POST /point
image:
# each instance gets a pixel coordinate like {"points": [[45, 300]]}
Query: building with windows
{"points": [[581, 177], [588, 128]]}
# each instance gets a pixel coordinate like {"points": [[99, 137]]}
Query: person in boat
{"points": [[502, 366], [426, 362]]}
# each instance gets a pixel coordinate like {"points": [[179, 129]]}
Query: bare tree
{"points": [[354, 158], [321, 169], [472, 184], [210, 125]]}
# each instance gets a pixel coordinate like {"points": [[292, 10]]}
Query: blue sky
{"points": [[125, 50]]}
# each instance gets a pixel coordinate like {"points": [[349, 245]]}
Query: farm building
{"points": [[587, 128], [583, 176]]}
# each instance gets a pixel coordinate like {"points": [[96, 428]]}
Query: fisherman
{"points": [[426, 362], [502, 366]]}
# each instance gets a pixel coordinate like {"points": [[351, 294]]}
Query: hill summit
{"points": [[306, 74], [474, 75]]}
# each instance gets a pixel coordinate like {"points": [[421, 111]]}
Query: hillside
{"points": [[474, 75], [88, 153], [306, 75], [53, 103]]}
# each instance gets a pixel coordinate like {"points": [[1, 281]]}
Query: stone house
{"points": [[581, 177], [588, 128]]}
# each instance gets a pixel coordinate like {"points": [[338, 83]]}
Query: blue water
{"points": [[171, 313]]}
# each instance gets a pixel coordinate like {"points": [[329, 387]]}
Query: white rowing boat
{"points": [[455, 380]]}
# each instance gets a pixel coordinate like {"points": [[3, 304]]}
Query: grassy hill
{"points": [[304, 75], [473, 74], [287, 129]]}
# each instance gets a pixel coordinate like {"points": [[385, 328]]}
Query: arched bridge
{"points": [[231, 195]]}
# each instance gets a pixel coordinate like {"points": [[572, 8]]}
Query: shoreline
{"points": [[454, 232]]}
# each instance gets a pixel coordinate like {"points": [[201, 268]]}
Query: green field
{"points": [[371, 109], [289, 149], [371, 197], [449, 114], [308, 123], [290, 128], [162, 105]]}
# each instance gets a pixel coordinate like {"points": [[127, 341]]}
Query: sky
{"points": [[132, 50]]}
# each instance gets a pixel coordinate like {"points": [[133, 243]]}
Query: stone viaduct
==========
• **What you will do**: Please return all of the entries exactly as they were given.

• **Solution below**:
POST /point
image:
# each instance gets a pixel coordinate like {"points": [[45, 300]]}
Query: building with windows
{"points": [[581, 177], [588, 128]]}
# each instance gets a pixel coordinate like {"points": [[99, 137]]}
Query: person in boat
{"points": [[502, 366], [426, 362]]}
# each instance gets a pixel coordinate like {"points": [[179, 129]]}
Query: bare tree
{"points": [[354, 158], [321, 169], [472, 184], [210, 125]]}
# each instance gets a pixel coordinate like {"points": [[292, 10]]}
Query: blue sky
{"points": [[125, 50]]}
# each instance gets a pixel coordinate like {"points": [[349, 245]]}
Query: farm building
{"points": [[587, 128], [583, 176]]}
# each instance gets a pixel coordinate like {"points": [[96, 428]]}
Query: fisherman
{"points": [[426, 362], [502, 366]]}
# each instance gets a pixel coordinate like {"points": [[351, 294]]}
Query: hill summit
{"points": [[306, 74], [474, 75]]}
# each instance gets a pixel coordinate like {"points": [[421, 111]]}
Query: hillside
{"points": [[474, 75], [88, 153], [306, 75], [53, 103]]}
# each instance gets a pixel coordinate like {"points": [[1, 281]]}
Query: stone house
{"points": [[581, 177], [588, 128]]}
# each instance gets a pixel coordinate like {"points": [[338, 83]]}
Query: blue water
{"points": [[171, 313]]}
# each instance gets a pixel coordinate like {"points": [[329, 387]]}
Query: white rowing boat
{"points": [[455, 380]]}
# each instance gets a pixel coordinate like {"points": [[3, 304]]}
Query: grassy hill
{"points": [[304, 75], [473, 74], [287, 129]]}
# each instance gets a pixel coordinate like {"points": [[385, 328]]}
Query: arched bridge
{"points": [[231, 195]]}
# each instance gets a pixel coordinate like {"points": [[572, 8]]}
Query: shoreline
{"points": [[454, 232]]}
# each instance gets a pixel coordinate like {"points": [[201, 268]]}
Query: green field
{"points": [[371, 109], [289, 149], [371, 197], [449, 114], [308, 123], [290, 128], [162, 105]]}
# each instance gets a pixel coordinate like {"points": [[127, 341]]}
Query: sky
{"points": [[132, 50]]}
# each instance gets a pixel coordinate like {"points": [[133, 243]]}
Query: stone viaduct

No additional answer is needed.